Reproduce the material below word for word, with every line unchanged.

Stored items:
○ ○ ○ ○ ○ ○ ○
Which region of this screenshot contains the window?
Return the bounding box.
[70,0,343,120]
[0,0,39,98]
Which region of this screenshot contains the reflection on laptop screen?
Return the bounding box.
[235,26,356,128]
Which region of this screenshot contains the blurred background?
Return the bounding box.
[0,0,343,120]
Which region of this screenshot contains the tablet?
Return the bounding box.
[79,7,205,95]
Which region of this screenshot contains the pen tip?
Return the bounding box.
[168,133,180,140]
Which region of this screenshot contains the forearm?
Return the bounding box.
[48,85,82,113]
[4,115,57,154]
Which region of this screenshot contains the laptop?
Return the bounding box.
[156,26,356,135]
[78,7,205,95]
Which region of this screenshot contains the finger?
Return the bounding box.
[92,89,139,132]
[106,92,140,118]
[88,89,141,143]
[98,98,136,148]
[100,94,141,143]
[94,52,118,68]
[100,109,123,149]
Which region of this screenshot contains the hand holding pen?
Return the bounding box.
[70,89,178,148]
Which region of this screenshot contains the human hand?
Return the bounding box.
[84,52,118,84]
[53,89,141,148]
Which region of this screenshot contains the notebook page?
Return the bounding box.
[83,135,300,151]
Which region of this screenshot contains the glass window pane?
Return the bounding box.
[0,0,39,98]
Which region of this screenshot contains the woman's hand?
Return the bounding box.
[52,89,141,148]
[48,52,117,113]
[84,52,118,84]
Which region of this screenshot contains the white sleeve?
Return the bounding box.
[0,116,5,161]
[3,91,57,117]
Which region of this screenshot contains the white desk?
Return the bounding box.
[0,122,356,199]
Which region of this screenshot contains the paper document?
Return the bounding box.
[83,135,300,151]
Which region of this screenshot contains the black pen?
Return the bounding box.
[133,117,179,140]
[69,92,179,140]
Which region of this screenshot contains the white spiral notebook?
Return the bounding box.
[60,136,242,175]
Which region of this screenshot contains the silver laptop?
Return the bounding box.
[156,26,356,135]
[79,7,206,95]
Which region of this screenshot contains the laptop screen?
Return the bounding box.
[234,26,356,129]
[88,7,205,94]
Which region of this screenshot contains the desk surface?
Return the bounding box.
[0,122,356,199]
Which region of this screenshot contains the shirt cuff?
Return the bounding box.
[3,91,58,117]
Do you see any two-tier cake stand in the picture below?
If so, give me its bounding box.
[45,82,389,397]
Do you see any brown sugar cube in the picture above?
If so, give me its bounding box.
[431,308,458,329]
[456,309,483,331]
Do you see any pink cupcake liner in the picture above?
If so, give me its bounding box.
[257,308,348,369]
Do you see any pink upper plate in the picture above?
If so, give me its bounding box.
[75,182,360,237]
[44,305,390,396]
○ ○ ○ ○ ○ ○ ○
» **Result of this task**:
Which region of this screenshot contains the window?
Return the bounding box.
[70,0,343,120]
[0,0,39,98]
Which region of this screenshot contains the reflection on laptop screen?
Return the bounding box.
[235,26,356,128]
Which region of this screenshot contains the blurred background?
Return the bounding box.
[0,0,343,120]
Which region of this screenshot contains the tablet?
Return the bounding box.
[79,7,205,95]
Which region of this screenshot contains the pen tip?
Return the bounding box.
[168,133,180,140]
Which region of this screenshot contains the forearm?
Return the bounding box.
[48,85,82,113]
[4,115,57,154]
Which region of this screenshot contains the laptop?
Return the bounding box.
[156,26,356,135]
[78,7,205,95]
Which region of this screenshot contains the finger?
Return the bounding box.
[92,89,139,132]
[106,92,140,118]
[88,89,141,143]
[98,98,136,148]
[100,94,141,143]
[94,52,118,68]
[100,109,123,149]
Which region of this screenshot contains the hand holding pen?
Return the bounding box.
[70,89,178,148]
Which region of this screenshot contains the human hand?
Return the bounding box.
[84,52,118,84]
[53,89,141,148]
Which region of this screenshot contains the notebook page?
Return the bounding box.
[83,135,300,151]
Which region of this screenshot contains the glass window pane?
Return the bounding box.
[0,0,39,98]
Which region of this screenshot contains the woman's hand?
Return the bounding box.
[52,89,141,148]
[48,52,117,113]
[84,52,118,84]
Which region of this screenshot contains the white sleeve?
Return the bounding box.
[0,116,5,161]
[3,91,57,117]
Which region of this screenshot contains the white desk?
Return the bounding box.
[0,122,356,199]
Which region of this screenshot contains the paper document?
Return the bounding box.
[83,135,300,151]
Which region of this screenshot contains the black pen?
Return the bounding box.
[133,117,179,140]
[69,92,179,140]
Which region of this screenshot contains the white spiral notebook?
Return the bounding box.
[60,136,242,175]
Which region of this screenshot contains the silver laptop?
Return the bounding box.
[156,26,356,135]
[79,7,206,95]
Which region of this screenshot contains the laptop screen?
Return the bounding box.
[234,26,356,129]
[88,7,205,94]
Which region of this screenshot contains the desk surface?
Return the bounding box.
[0,122,356,199]
Which region of this screenshot contains the shirt cuff?
Return the bounding box.
[3,91,58,117]
Do you see any two-tier cake stand in the picture below?
If so, give me its bounding box.
[45,82,389,397]
Do you see any brown sugar cube in the picture above?
If so, give me its bounding box.
[431,308,458,329]
[456,309,483,331]
Do you see any pink cupcake liner in the picture above?
If so, give me its bounding box.
[257,308,348,369]
Do you see any pink upper plate in the picture above?
If so, give me its bounding box.
[75,182,360,237]
[44,305,390,396]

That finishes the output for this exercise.